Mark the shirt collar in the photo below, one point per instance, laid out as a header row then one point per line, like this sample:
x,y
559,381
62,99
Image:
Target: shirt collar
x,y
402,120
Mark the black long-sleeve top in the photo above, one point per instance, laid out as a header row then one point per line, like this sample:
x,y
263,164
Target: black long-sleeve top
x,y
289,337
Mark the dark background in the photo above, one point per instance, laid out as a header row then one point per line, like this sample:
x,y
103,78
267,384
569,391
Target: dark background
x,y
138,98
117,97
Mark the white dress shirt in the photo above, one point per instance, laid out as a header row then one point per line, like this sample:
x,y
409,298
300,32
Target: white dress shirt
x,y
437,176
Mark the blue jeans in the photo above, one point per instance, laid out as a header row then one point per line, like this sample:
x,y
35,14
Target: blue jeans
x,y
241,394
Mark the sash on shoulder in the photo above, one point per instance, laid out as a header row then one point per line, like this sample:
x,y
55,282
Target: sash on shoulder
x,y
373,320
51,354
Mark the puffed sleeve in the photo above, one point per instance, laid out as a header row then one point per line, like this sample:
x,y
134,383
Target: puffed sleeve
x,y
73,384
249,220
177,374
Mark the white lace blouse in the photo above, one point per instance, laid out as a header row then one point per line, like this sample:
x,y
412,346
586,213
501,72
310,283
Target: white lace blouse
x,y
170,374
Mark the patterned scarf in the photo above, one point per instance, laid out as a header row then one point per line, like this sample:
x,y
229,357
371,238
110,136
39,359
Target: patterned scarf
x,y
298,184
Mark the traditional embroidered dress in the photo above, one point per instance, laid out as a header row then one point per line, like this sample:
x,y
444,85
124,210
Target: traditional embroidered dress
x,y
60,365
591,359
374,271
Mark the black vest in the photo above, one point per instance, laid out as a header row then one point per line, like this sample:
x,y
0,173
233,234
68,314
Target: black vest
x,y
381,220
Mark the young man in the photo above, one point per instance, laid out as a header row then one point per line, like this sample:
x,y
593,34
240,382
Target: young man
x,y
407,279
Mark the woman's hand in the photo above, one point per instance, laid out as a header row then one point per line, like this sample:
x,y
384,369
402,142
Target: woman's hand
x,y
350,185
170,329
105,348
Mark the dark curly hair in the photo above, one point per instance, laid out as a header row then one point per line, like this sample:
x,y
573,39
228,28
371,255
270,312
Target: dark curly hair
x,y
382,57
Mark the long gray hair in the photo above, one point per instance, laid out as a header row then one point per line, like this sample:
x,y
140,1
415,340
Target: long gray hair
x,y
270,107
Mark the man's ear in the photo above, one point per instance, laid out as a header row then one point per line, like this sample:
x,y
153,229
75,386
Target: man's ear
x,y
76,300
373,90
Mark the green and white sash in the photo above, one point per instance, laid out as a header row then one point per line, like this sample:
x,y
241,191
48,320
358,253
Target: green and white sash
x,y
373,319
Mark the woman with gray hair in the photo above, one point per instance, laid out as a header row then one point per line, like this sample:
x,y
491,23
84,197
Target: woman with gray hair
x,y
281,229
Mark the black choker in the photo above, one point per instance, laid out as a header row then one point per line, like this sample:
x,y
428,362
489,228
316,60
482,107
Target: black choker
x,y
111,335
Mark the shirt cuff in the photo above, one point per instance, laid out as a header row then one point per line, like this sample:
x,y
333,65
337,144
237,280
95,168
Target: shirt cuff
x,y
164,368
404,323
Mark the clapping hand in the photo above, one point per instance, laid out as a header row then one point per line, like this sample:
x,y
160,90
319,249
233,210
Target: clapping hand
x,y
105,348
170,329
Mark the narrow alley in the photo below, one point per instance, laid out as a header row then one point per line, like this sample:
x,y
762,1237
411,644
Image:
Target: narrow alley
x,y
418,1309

--- WHAT YOU HAVE TO DO ---
Check each line of the records for "below" and copy the ones that contain it.

--- SOLUTION ---
Mark the shirt collar in the photo below, one point per instance, laid out as a header row then one point per line, like this sample:
Mark the narrow alley in the photo below, one point per instance, laid out as a header row then one point per line, like this sample:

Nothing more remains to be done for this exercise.